## BEGIN Entries shown

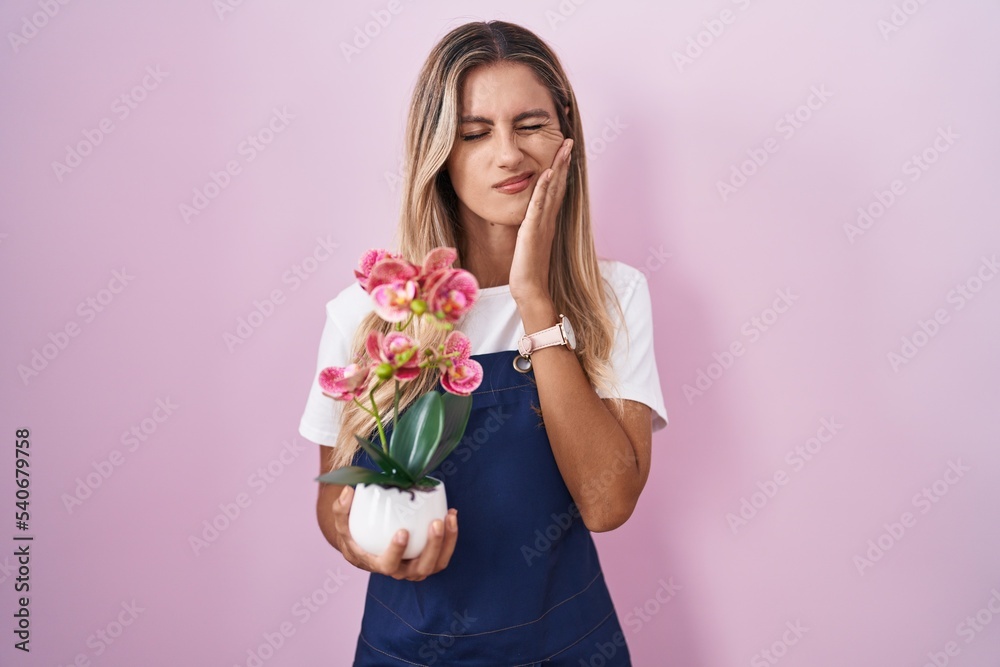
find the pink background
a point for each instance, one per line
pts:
(671, 134)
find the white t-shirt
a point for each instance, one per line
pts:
(494, 325)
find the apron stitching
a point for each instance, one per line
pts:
(489, 632)
(497, 391)
(587, 634)
(418, 664)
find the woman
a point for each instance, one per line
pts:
(495, 168)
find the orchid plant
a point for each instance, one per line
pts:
(432, 426)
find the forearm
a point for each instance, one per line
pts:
(587, 440)
(328, 495)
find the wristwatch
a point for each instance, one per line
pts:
(560, 334)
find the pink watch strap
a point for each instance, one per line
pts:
(536, 341)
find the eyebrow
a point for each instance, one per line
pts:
(531, 113)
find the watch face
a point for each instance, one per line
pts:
(570, 334)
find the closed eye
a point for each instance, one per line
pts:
(473, 137)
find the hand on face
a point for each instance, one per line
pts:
(529, 271)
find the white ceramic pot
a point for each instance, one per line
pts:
(377, 512)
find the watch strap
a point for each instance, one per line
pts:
(536, 341)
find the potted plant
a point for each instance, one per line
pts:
(402, 494)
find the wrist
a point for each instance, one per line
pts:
(537, 314)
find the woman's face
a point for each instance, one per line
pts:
(507, 128)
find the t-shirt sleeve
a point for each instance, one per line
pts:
(320, 421)
(633, 356)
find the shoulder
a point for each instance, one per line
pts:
(349, 307)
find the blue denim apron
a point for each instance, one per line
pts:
(524, 586)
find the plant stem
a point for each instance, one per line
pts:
(378, 419)
(395, 405)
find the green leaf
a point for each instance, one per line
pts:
(456, 418)
(351, 475)
(418, 433)
(384, 461)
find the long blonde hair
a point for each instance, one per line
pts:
(428, 213)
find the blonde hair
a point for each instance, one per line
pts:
(429, 218)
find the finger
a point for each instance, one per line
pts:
(424, 564)
(450, 538)
(389, 561)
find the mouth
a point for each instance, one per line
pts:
(515, 183)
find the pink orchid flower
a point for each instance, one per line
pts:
(464, 375)
(392, 300)
(368, 262)
(345, 383)
(435, 260)
(450, 293)
(388, 348)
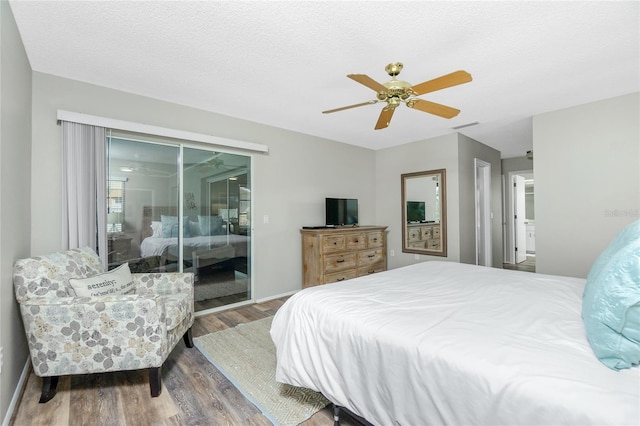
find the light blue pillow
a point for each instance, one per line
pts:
(630, 233)
(611, 301)
(170, 227)
(210, 225)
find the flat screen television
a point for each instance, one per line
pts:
(341, 211)
(416, 211)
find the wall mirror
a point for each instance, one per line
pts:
(424, 212)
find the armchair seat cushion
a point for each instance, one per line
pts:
(68, 334)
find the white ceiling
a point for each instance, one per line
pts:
(282, 63)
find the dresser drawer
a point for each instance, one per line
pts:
(425, 232)
(338, 262)
(340, 276)
(371, 269)
(334, 243)
(369, 257)
(433, 244)
(356, 242)
(436, 232)
(375, 239)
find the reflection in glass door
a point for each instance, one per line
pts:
(206, 230)
(219, 251)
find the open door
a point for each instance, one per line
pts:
(519, 213)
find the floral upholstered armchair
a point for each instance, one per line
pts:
(125, 322)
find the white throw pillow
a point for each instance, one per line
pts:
(116, 281)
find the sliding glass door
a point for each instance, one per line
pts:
(215, 185)
(175, 207)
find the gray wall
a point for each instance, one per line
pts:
(468, 150)
(587, 172)
(15, 208)
(290, 182)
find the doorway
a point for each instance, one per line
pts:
(483, 212)
(520, 222)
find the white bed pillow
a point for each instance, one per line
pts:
(116, 281)
(194, 228)
(156, 228)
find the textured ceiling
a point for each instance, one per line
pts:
(282, 63)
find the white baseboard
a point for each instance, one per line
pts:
(277, 296)
(17, 392)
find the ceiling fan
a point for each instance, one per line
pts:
(397, 91)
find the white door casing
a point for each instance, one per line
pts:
(520, 243)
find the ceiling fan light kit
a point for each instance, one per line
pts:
(395, 92)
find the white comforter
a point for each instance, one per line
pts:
(448, 343)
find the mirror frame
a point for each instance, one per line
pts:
(442, 251)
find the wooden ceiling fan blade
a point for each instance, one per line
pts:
(367, 81)
(349, 107)
(385, 118)
(449, 80)
(433, 108)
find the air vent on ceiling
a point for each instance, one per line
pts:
(462, 126)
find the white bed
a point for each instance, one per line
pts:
(449, 343)
(168, 247)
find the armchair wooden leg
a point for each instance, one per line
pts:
(188, 338)
(155, 381)
(49, 385)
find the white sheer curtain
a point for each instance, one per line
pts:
(84, 213)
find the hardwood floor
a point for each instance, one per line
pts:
(194, 392)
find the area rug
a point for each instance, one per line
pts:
(246, 355)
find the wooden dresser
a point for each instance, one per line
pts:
(424, 235)
(337, 254)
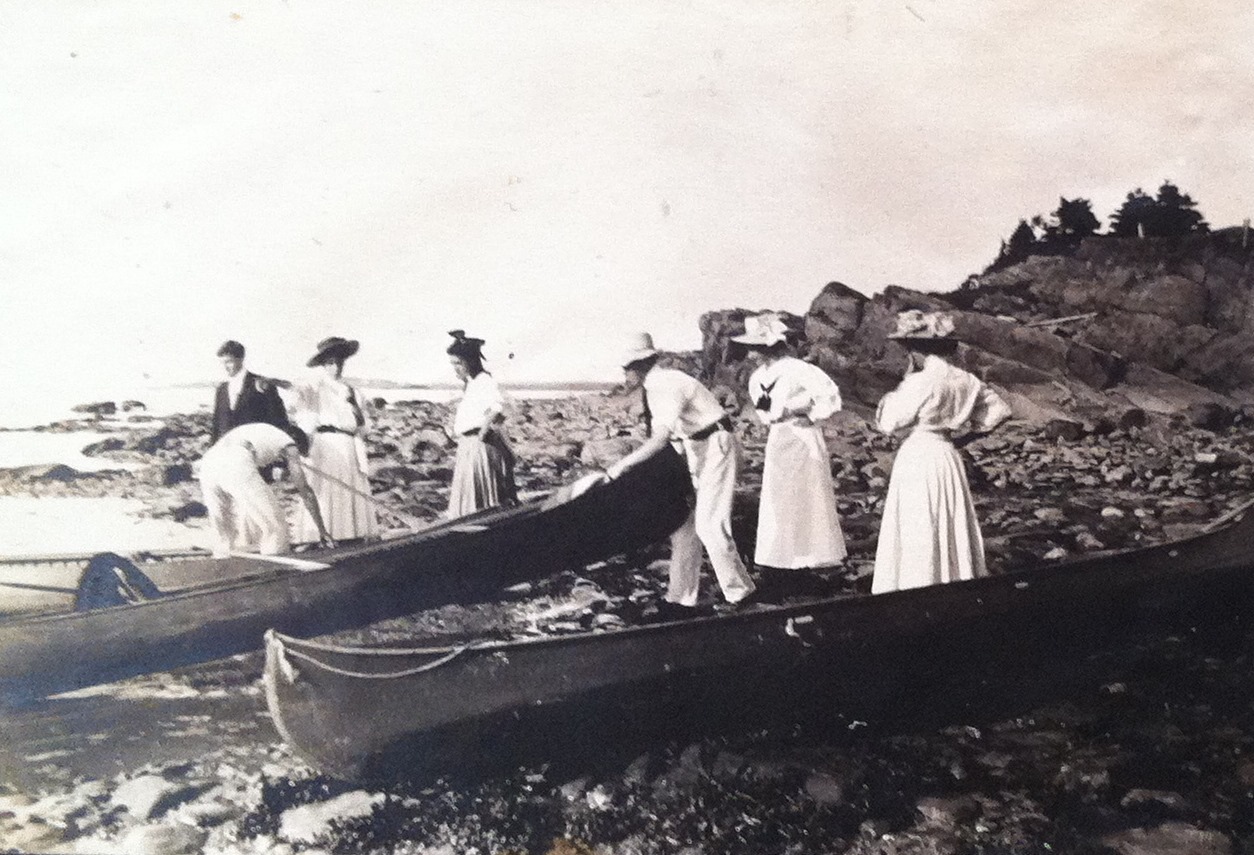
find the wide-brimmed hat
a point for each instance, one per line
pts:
(464, 345)
(640, 346)
(922, 326)
(763, 330)
(330, 350)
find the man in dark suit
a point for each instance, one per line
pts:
(243, 398)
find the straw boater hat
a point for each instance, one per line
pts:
(640, 346)
(922, 326)
(763, 330)
(332, 349)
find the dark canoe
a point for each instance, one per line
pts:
(210, 609)
(380, 712)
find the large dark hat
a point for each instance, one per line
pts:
(334, 349)
(464, 346)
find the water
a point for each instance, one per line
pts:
(20, 446)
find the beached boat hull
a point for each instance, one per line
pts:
(460, 561)
(384, 712)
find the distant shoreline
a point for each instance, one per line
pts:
(548, 386)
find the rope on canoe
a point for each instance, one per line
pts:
(291, 673)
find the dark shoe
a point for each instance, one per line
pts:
(669, 611)
(745, 604)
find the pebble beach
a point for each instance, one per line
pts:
(1154, 754)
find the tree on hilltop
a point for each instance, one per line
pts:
(1135, 211)
(1176, 212)
(1170, 215)
(1074, 220)
(1018, 247)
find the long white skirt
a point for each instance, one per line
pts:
(798, 524)
(345, 514)
(483, 475)
(929, 533)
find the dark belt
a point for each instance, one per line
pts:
(709, 430)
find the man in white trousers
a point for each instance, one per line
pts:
(243, 510)
(677, 408)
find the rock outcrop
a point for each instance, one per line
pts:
(1163, 326)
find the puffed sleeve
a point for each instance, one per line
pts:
(823, 391)
(991, 410)
(306, 405)
(760, 398)
(364, 408)
(899, 409)
(494, 401)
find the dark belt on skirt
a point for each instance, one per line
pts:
(710, 430)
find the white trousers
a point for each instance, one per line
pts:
(714, 464)
(243, 510)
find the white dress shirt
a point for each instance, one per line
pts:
(680, 403)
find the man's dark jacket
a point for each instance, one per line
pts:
(258, 401)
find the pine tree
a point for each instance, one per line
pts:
(1135, 211)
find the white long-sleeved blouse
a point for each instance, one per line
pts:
(793, 384)
(941, 398)
(479, 405)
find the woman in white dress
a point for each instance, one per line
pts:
(335, 418)
(798, 524)
(929, 533)
(483, 474)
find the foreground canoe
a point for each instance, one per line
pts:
(381, 712)
(210, 608)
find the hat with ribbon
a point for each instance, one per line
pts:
(763, 330)
(334, 349)
(464, 345)
(922, 326)
(640, 346)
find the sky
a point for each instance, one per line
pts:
(553, 176)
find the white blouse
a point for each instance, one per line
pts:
(267, 444)
(480, 403)
(680, 403)
(793, 384)
(332, 403)
(941, 398)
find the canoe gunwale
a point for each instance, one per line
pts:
(276, 646)
(490, 683)
(47, 653)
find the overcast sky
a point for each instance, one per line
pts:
(553, 174)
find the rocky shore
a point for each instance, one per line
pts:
(1158, 756)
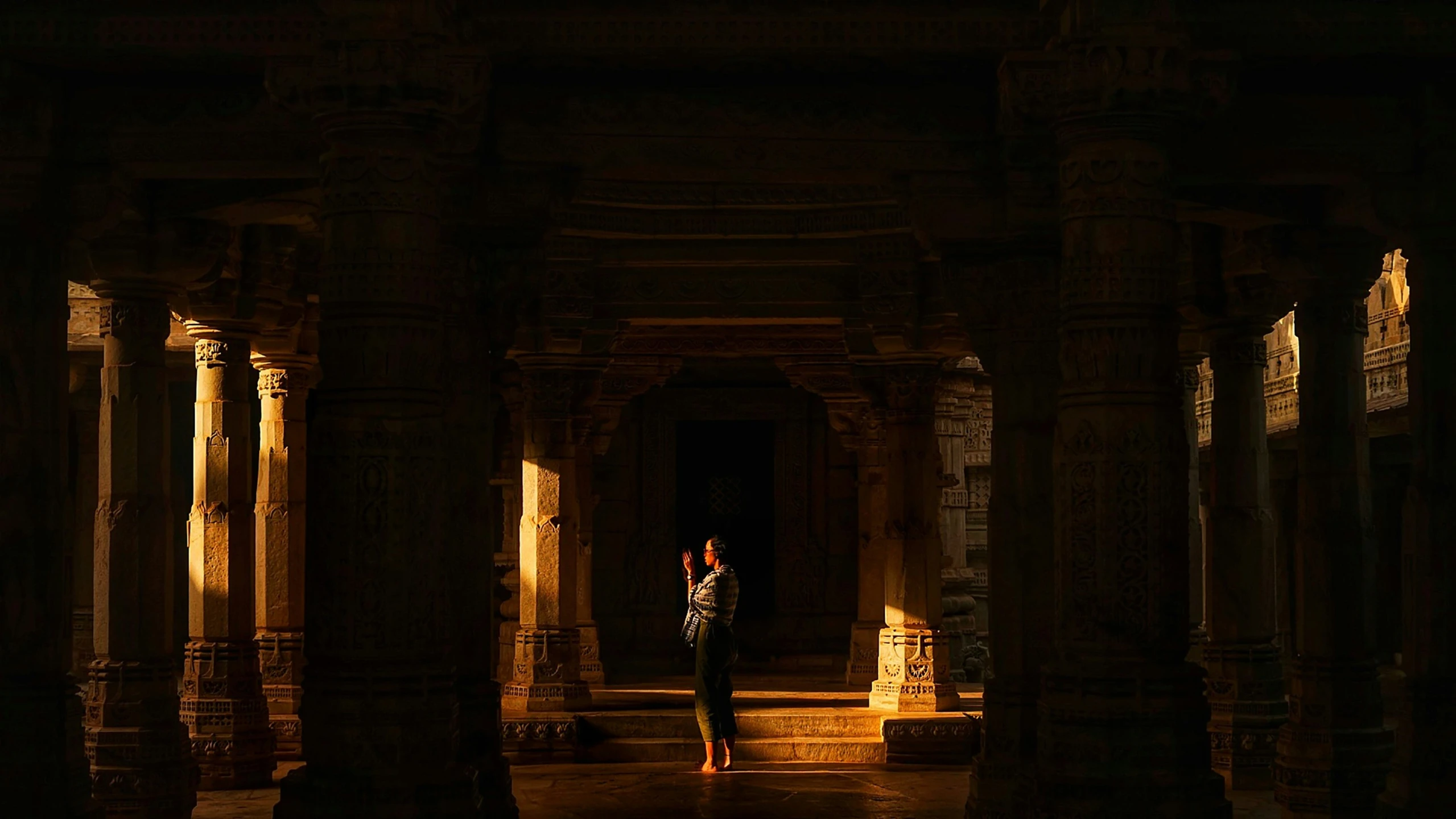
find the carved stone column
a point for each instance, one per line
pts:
(856, 412)
(509, 479)
(1189, 379)
(951, 412)
(86, 427)
(915, 668)
(468, 508)
(40, 741)
(381, 693)
(1021, 353)
(1123, 716)
(1334, 751)
(548, 645)
(280, 524)
(873, 486)
(977, 526)
(585, 502)
(222, 687)
(134, 739)
(1245, 674)
(1420, 781)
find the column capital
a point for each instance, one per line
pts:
(137, 261)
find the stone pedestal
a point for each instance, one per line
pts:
(1334, 752)
(1245, 674)
(913, 672)
(548, 646)
(137, 747)
(222, 685)
(280, 524)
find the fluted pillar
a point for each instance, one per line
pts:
(1021, 354)
(85, 382)
(137, 745)
(1123, 716)
(280, 520)
(40, 722)
(915, 668)
(548, 645)
(1421, 783)
(1334, 751)
(1245, 674)
(222, 687)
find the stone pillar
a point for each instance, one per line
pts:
(585, 499)
(222, 685)
(1123, 715)
(280, 512)
(381, 693)
(873, 510)
(510, 556)
(915, 665)
(85, 423)
(1245, 674)
(548, 645)
(40, 722)
(1421, 781)
(1334, 751)
(134, 739)
(951, 412)
(467, 499)
(1189, 377)
(977, 523)
(1021, 354)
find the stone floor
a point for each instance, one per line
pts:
(670, 791)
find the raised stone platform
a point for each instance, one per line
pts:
(781, 719)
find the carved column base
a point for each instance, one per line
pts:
(1124, 738)
(280, 658)
(226, 715)
(378, 732)
(139, 751)
(1334, 751)
(1247, 709)
(548, 672)
(592, 671)
(1004, 773)
(864, 652)
(915, 672)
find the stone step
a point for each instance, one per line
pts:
(868, 750)
(752, 725)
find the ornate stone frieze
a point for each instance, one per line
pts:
(743, 341)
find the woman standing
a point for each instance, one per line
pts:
(710, 627)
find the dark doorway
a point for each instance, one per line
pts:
(725, 488)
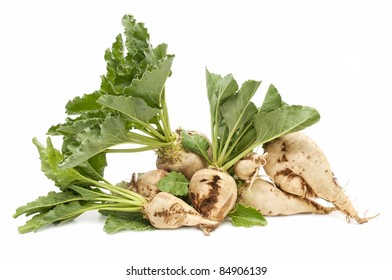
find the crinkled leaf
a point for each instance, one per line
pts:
(50, 160)
(219, 89)
(238, 109)
(32, 223)
(195, 143)
(174, 183)
(119, 221)
(137, 37)
(270, 125)
(45, 203)
(133, 107)
(113, 131)
(64, 212)
(272, 100)
(87, 102)
(89, 194)
(150, 86)
(245, 216)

## END Entries shown

Pictures are not part of the copy; reproduce exactly and only the lines from the line containing "find the column capital" through the end of the listing.

find the column capital
a point for each instance, one per line
pts:
(137, 261)
find the stone pedestal
a point for each instance, one per line
pts:
(1334, 752)
(1245, 674)
(913, 672)
(548, 646)
(137, 747)
(222, 685)
(280, 524)
find the fluted pillar
a point for each instance, one per line
pts:
(1021, 354)
(85, 382)
(137, 745)
(1123, 716)
(280, 520)
(40, 722)
(915, 668)
(548, 645)
(1421, 783)
(1334, 751)
(1245, 674)
(222, 687)
find the stone pillar
a point for each instance, one per line
pts:
(585, 499)
(222, 685)
(1123, 715)
(280, 512)
(381, 693)
(873, 510)
(510, 556)
(915, 665)
(85, 423)
(1245, 674)
(548, 645)
(40, 722)
(1421, 781)
(1334, 751)
(134, 739)
(951, 412)
(467, 499)
(1189, 377)
(977, 523)
(1021, 354)
find the stone floor
a point for each instance, one per line
pts:
(670, 791)
find the raised stone platform
a point for each instance, one per line
pts:
(781, 719)
find the carved column base
a point for each instance, one per line
pts:
(1124, 738)
(280, 658)
(226, 715)
(378, 732)
(139, 751)
(1334, 751)
(1247, 709)
(548, 672)
(592, 671)
(1004, 773)
(864, 652)
(915, 672)
find the stone step
a point for each instance, one per line
pts:
(868, 750)
(752, 725)
find the ornate stone frieze
a point for each instance, one per line
pts:
(743, 341)
find the woman standing
a point for each instance, one per line
pts:
(710, 627)
find the dark doorway
a point for each instance, one per line
pts:
(725, 488)
find the crinkled leaf
a point for each instance, one per line
pts:
(50, 160)
(219, 89)
(238, 109)
(32, 223)
(195, 143)
(174, 183)
(119, 221)
(137, 37)
(270, 125)
(45, 203)
(133, 107)
(113, 131)
(64, 212)
(272, 100)
(87, 102)
(89, 194)
(150, 86)
(245, 216)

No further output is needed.